• TASK REQUIREMENTS:
Set the data down again, exactly as it reads, but without the pictures.

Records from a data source

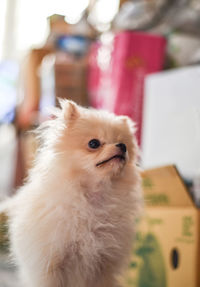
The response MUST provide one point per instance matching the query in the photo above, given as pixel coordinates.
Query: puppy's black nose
(122, 147)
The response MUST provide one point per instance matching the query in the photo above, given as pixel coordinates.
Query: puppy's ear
(70, 110)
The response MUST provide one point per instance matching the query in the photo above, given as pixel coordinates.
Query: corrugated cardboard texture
(164, 187)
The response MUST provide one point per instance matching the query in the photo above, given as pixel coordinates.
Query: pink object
(120, 85)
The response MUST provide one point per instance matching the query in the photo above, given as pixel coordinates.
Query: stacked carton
(166, 250)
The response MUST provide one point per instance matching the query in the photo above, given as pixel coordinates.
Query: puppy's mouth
(118, 156)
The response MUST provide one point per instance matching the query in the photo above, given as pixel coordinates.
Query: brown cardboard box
(166, 250)
(71, 78)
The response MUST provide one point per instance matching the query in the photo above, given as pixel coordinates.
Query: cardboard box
(171, 122)
(70, 78)
(166, 250)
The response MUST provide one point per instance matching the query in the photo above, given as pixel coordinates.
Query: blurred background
(140, 58)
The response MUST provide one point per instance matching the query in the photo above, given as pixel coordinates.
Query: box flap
(164, 187)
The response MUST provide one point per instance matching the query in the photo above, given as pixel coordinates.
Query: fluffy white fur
(72, 223)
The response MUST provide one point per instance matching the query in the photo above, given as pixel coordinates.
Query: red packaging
(120, 86)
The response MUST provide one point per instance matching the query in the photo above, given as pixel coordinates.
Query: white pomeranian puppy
(72, 223)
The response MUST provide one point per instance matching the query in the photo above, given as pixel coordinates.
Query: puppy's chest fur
(97, 227)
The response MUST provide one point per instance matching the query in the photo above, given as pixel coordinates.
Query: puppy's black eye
(94, 143)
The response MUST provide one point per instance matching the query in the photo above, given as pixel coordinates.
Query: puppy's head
(94, 143)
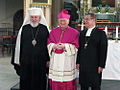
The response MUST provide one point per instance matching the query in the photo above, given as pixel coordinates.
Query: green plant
(107, 8)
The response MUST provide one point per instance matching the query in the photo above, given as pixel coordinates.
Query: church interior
(108, 19)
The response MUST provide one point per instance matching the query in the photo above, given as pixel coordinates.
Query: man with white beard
(31, 51)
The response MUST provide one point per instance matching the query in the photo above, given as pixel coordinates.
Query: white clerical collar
(89, 31)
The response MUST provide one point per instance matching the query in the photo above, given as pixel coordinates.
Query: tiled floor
(8, 77)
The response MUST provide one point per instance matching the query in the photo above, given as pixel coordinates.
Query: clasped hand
(59, 46)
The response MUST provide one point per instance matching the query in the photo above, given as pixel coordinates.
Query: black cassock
(91, 56)
(33, 58)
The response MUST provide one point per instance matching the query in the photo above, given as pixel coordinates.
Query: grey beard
(34, 25)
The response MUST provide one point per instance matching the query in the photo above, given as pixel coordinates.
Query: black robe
(33, 58)
(92, 57)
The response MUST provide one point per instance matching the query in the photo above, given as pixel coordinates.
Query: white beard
(34, 25)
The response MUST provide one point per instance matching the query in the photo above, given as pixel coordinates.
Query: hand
(100, 69)
(61, 46)
(78, 66)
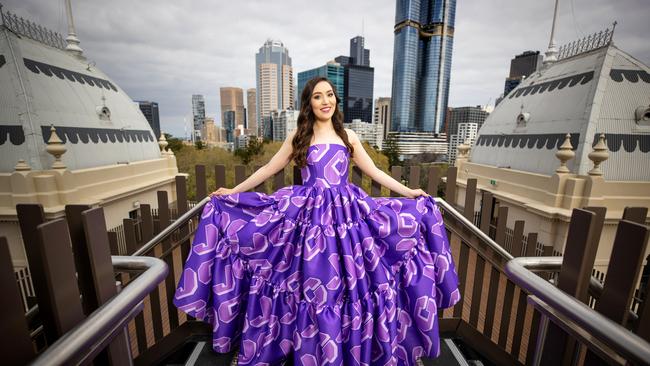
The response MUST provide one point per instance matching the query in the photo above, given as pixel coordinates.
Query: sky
(165, 51)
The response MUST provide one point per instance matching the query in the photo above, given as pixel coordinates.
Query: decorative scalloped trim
(551, 85)
(632, 76)
(16, 134)
(629, 142)
(550, 141)
(97, 135)
(50, 70)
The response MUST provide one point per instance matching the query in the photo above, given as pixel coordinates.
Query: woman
(320, 273)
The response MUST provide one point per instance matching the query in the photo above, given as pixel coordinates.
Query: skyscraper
(520, 67)
(359, 82)
(333, 71)
(275, 85)
(150, 111)
(358, 54)
(424, 32)
(232, 99)
(198, 114)
(382, 114)
(251, 109)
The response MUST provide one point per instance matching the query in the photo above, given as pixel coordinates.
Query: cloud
(166, 51)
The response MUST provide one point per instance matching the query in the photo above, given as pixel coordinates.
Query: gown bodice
(327, 166)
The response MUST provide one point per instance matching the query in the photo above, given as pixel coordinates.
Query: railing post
(16, 349)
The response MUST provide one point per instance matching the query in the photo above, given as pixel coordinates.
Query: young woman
(320, 273)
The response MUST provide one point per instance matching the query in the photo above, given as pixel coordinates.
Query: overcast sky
(165, 51)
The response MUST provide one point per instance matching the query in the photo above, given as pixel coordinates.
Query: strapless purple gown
(320, 272)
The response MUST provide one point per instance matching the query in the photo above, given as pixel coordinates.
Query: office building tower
(333, 71)
(150, 111)
(198, 114)
(251, 110)
(423, 46)
(229, 125)
(275, 84)
(359, 82)
(382, 114)
(465, 115)
(521, 67)
(232, 99)
(368, 132)
(283, 123)
(466, 133)
(358, 54)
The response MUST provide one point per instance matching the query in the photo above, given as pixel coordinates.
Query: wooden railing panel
(200, 181)
(103, 279)
(60, 280)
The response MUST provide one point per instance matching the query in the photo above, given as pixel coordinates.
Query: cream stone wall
(119, 189)
(545, 202)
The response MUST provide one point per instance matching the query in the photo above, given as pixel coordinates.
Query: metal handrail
(171, 228)
(612, 334)
(86, 339)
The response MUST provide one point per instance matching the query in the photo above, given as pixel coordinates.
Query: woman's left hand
(414, 193)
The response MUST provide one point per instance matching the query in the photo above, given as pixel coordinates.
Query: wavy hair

• RESULT BELOW:
The response MUST provide one point per instance matching the query in the photo above, given as pixel coordinates.
Query: puppy's black nose
(122, 147)
The response MUST provide one point per instance matching the query in the photo above, given as pixel coordinates.
Query: puppy's ear
(70, 110)
The response MUST provide one point per instance matching the query in the photo above, given as pixel coordinates.
Query: corrugated cardboard texture
(164, 187)
The response MUST provide one point per instance matching the query in the photo above, given as pixel coordinates.
Query: pink object
(120, 85)
The response MUST provide one point per instance matching the query in the photo above, given as pixel coordinates.
Query: stacked carton
(166, 250)
The response MUST provide one point per instance matching the query in the photo above, given as pixel coordinates.
Query: puppy's mouth
(118, 156)
The response MUST provide one point per instance matching the query in the photo above, given as pixel coordinates.
Query: brown cardboard box
(166, 250)
(71, 78)
The response MUST provide one point per instance matching the query in the photo above, given as pixel coordinates.
Query: cardboard box
(171, 122)
(70, 78)
(166, 250)
The response MUST provide one point per instance matching the query in the photo above, given as pixel coordinates.
Query: blurred background
(140, 58)
The response MUST provide one point per instance matching the query in the photo above, given as pixel coordinates.
Query: box flap
(164, 187)
The response MUST provide one point per instance matching the query in the photo above, given as pixel coordinates.
Query: fluffy white fur
(72, 223)
The response MUST provide one point per instance matching the query in the photo above, given as pixel coordinates.
Query: red packaging
(120, 86)
The response MUST provide one point per instance matching the query in the photo above, given as pixel coordinates.
Query: white pomeranian puppy
(72, 223)
The response MUST provide one point per instance matching the query in the photo above, given as pixel coordinates.
Query: puppy's chest fur
(97, 227)
The response MUST provide one point per instance matching the query in the photo above, given as pixel coordinates.
Query: puppy's black eye
(94, 143)
The response MUST provide one point per instance matching the query in the photo above, given as pixel coordinates.
Query: puppy's head
(94, 143)
The response MUST provide one point per instance matching the query in the photo above, given as pixel coordinates.
Query: green plant
(107, 8)
The response MUST provide one point per instance matching the query in the photo above, given as pixel coordinates.
Query: church interior
(108, 19)
The response MUST provide one point per instance matching the query in the photo above, given as pixel coordinates.
Query: man with white beard
(31, 51)
The response MUST provide one point per instance matching the query in the photo above, given as pixel coordinates.
Query: white clerical collar
(89, 31)
The response MUST provide one point per instance matching the query in the photo above, given as pixel coordinates.
Query: tiled floor
(8, 77)
The response MUST provide one point per instance matching the query in the photo above, given as pixel coordinates.
Query: clasped hand
(59, 46)
The response MUST provide one point per instance matching the query in the photo above, given as pixel coordinates.
Query: black cassock
(91, 56)
(33, 58)
The response MUST provide one point per instance matching the query in the photo above, given as pixel coordinates.
Query: grey beard
(34, 25)
The response MUST provide one point per instance matching the query in the photo above, given as pixel coordinates.
Query: black robe
(33, 58)
(92, 57)
The response MUST provide one point per instance matching the query in the photo above, given as pixel coordinates.
Query: white beard
(34, 25)
The response MUST provide one point per instance matching the query in the photo above, given as pixel coordinates.
Query: hand
(100, 69)
(61, 46)
(78, 66)
The response MUST provide one point per instance matching the query in the photo above, given as pixel coordinates.
Query: sky
(165, 51)
The response MUST provide one point per instance matching the query in the photo above, given as pixel coordinates.
Query: decorative scalloped trim
(551, 85)
(632, 76)
(16, 134)
(629, 142)
(550, 141)
(97, 135)
(50, 70)
The response MUST provide one point per instance matching the query in the photo above, given as pixel coordinates.
Query: woman
(320, 273)
The response MUST provide one point per instance matching the query in the photo above, given as pixel coordinates.
Query: skyscraper
(520, 67)
(359, 82)
(333, 71)
(275, 85)
(150, 111)
(358, 54)
(424, 32)
(232, 99)
(198, 114)
(382, 114)
(251, 109)
The response MUST provide one point per instance matching the query in the photo above, given as pixel coordinates.
Query: cloud
(166, 51)
The response MUST provide one point per instance matching the query in the photo above, given as pixel coordinates.
Query: gown bodice
(327, 166)
The response MUST provide one point per instance matching the query in the photo above, given as pixel coordinates.
Query: railing post
(16, 349)
The response MUST provide one point per instance matching the query in the photo above, given as pixel coordinates.
Query: young woman
(320, 273)
The response MUST provide one point per instance matching the query in the photo above, given as pixel coordinates.
Query: overcast sky
(165, 51)
The response MUST provide one point per instance matching the query in the photo above, given as pixel coordinates.
Query: strapless purple gown
(320, 272)
The response MUST provide one point per instance matching the query in the photo above, given as pixel coordinates.
Query: office building tower
(333, 71)
(150, 111)
(198, 114)
(251, 110)
(423, 46)
(229, 125)
(275, 84)
(359, 82)
(382, 114)
(465, 115)
(521, 67)
(232, 99)
(368, 132)
(283, 123)
(466, 133)
(358, 54)
The response MUST provide one point per instance matching the query in the photo above, given as pixel coordinates.
Query: wooden railing panel
(200, 181)
(103, 279)
(60, 280)
The response MUST provide one point per instance matching the query in the photo above, given as pixel coordinates.
Query: cream stone wall
(119, 189)
(545, 202)
The response MUST provide one point per instance matching the query in the photo above, given as pixel coordinates.
Query: metal handrail
(171, 228)
(612, 334)
(86, 339)
The response MUST provide one point per instance matching the query in the photo above, given as pixel coordinates.
Query: woman's left hand
(414, 193)
The response MUST provide one point per instance matching the query in the photo above, given as pixel coordinates.
Query: wavy hair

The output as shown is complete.